What you should do = Could you restate, word for word, the line that has "Target: bench leg" and all lines following it through the end of the entries below?
----
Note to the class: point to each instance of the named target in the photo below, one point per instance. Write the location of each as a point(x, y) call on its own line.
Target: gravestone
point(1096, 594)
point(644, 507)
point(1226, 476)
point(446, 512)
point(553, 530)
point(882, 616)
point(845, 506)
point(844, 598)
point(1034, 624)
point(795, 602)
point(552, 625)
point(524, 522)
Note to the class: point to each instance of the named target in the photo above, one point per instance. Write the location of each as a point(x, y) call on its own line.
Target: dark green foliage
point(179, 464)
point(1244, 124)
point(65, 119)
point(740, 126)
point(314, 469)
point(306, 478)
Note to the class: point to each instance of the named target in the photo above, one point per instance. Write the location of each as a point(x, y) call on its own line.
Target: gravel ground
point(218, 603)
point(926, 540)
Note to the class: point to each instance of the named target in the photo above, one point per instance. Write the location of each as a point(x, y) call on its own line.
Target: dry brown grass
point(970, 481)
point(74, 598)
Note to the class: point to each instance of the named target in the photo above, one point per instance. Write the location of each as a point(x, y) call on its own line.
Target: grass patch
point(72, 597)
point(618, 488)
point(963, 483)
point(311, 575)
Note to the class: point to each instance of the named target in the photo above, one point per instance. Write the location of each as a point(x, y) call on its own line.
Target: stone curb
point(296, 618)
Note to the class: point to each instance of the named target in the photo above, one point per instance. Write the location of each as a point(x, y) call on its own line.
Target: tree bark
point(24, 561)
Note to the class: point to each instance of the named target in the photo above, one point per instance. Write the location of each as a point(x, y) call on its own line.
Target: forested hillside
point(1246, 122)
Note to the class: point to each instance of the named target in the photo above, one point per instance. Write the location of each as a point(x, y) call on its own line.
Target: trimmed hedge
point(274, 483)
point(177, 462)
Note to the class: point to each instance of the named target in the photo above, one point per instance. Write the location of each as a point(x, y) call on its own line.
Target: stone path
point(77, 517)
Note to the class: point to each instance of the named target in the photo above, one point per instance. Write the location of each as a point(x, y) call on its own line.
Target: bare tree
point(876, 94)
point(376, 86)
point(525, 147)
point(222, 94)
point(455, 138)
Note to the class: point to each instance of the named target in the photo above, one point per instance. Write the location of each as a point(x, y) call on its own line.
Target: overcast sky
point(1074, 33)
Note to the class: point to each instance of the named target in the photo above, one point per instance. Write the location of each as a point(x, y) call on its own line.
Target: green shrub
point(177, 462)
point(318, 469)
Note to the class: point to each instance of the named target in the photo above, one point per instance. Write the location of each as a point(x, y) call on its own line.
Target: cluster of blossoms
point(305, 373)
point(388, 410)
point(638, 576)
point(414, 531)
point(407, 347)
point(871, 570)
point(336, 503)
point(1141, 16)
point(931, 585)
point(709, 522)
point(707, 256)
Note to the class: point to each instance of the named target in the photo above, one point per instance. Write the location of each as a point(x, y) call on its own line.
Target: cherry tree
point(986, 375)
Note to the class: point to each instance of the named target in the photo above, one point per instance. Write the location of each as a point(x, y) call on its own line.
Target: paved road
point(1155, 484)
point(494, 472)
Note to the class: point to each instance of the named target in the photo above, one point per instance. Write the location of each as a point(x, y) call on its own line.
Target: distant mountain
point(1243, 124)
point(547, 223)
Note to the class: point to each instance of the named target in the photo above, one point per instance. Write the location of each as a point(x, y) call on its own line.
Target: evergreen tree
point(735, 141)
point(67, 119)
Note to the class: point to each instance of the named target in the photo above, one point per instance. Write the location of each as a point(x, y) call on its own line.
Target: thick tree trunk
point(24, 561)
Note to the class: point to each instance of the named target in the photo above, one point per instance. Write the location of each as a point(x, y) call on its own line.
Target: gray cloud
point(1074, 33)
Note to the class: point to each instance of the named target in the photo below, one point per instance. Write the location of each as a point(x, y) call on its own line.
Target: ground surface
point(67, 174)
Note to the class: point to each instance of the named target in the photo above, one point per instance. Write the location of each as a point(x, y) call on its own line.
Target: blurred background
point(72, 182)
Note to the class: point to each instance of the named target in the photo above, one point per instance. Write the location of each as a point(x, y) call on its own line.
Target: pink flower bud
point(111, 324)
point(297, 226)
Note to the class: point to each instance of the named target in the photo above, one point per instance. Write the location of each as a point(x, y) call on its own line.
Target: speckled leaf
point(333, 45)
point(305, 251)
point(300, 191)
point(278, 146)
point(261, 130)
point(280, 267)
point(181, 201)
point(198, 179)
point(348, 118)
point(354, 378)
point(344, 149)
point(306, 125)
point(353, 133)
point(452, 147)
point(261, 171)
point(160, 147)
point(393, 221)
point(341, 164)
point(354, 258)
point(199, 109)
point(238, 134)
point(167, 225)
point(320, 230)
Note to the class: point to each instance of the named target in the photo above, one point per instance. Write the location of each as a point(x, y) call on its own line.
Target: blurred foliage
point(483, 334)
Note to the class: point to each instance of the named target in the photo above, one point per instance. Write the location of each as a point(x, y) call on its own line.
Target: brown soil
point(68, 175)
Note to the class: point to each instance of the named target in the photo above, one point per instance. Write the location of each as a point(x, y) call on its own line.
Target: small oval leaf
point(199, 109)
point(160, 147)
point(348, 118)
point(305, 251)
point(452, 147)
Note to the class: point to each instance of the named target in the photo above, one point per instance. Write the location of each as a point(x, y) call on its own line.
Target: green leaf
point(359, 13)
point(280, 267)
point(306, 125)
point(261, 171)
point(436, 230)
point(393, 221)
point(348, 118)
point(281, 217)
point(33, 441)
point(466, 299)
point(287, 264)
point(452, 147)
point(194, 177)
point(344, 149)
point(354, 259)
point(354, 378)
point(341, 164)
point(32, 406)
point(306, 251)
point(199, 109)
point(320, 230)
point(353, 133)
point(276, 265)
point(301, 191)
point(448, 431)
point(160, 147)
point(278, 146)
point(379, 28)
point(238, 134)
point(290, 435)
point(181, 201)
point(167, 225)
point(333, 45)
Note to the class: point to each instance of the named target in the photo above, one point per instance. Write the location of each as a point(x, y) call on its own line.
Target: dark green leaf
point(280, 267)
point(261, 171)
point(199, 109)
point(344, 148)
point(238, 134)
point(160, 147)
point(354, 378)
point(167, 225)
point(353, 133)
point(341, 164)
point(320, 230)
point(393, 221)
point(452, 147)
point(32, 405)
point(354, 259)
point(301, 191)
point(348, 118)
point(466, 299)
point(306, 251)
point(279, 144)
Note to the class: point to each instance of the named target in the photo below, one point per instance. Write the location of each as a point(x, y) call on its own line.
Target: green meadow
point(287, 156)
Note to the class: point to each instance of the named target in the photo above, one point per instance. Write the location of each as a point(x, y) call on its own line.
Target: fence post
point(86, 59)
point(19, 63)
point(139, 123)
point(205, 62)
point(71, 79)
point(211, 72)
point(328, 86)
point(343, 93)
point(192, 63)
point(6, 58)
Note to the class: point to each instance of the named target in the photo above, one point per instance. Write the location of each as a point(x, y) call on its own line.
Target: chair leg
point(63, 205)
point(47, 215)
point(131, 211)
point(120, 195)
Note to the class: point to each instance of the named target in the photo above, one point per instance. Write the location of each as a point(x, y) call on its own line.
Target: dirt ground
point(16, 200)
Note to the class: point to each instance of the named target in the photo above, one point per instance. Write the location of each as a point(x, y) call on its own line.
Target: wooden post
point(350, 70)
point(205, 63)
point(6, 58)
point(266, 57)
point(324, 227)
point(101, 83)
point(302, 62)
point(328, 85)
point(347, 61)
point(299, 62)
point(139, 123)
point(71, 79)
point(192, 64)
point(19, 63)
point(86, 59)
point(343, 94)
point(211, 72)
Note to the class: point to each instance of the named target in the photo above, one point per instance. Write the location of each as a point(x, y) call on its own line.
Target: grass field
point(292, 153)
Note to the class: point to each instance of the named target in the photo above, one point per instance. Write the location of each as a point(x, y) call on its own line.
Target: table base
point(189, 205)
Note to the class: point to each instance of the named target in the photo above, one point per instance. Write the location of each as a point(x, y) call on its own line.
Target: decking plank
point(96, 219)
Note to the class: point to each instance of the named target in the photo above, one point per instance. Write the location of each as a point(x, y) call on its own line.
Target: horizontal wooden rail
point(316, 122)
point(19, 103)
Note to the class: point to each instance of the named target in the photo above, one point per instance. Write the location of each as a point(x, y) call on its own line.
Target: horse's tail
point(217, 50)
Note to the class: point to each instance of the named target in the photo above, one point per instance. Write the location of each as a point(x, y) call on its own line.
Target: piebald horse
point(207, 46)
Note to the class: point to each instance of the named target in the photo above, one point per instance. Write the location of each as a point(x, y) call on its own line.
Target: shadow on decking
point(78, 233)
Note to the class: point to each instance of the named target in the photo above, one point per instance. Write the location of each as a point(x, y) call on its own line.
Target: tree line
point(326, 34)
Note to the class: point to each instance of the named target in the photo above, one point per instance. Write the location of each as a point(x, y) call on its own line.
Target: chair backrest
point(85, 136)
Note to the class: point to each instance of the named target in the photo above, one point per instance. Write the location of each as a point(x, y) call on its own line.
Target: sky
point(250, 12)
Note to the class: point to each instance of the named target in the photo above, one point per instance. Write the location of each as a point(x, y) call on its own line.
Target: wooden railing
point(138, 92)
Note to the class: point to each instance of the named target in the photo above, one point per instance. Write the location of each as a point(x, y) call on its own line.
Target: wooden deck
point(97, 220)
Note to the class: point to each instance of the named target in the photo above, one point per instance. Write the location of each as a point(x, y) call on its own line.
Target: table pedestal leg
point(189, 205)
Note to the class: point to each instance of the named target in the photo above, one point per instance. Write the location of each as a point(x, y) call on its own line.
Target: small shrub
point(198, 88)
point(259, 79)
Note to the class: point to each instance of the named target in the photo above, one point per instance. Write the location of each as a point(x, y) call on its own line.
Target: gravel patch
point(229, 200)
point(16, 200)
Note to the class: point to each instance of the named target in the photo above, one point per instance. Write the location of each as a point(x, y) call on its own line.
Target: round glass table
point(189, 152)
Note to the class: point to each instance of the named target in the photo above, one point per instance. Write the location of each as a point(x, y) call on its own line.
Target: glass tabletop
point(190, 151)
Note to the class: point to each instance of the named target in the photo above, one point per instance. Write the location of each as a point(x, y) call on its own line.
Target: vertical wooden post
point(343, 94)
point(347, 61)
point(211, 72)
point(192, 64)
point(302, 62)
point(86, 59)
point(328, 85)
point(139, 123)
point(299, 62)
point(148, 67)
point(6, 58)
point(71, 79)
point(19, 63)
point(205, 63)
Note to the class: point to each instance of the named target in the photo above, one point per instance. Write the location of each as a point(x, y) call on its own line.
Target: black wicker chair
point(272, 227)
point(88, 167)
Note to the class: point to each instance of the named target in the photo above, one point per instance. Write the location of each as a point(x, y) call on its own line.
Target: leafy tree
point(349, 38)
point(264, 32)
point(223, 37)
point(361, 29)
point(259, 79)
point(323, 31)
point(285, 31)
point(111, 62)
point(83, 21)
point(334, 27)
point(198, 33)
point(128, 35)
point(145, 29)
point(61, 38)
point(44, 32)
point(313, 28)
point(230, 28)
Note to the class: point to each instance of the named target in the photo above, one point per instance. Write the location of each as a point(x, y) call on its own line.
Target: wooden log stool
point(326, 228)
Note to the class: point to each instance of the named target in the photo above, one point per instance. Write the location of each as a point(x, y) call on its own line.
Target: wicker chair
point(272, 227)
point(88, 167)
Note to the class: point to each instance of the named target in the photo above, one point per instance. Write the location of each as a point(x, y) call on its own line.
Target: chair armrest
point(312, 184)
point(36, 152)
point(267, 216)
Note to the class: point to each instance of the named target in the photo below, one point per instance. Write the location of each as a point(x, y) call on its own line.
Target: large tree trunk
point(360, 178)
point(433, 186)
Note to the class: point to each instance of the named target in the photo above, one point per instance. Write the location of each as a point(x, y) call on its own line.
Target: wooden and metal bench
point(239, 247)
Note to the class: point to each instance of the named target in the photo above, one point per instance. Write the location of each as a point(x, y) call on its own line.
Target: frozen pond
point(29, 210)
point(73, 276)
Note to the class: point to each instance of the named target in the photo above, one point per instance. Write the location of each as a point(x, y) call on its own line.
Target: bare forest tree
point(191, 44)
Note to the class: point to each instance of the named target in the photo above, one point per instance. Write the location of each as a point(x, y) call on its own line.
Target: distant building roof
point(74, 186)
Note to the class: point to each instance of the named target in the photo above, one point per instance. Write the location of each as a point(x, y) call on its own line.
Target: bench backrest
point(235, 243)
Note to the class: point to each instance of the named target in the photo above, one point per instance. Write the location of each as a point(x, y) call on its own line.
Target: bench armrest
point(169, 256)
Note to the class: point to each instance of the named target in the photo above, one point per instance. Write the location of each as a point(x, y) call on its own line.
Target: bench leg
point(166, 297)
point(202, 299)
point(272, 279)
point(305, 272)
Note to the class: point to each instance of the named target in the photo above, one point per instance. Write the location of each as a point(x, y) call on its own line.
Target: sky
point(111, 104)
----
Solution to this task =
Target: bench leg
point(166, 297)
point(202, 299)
point(272, 279)
point(305, 272)
Note to the class: point to each instance of the named target in the photo above, one point per instance. Write the location of each as a point(x, y) call on its own line.
Target: sky
point(111, 104)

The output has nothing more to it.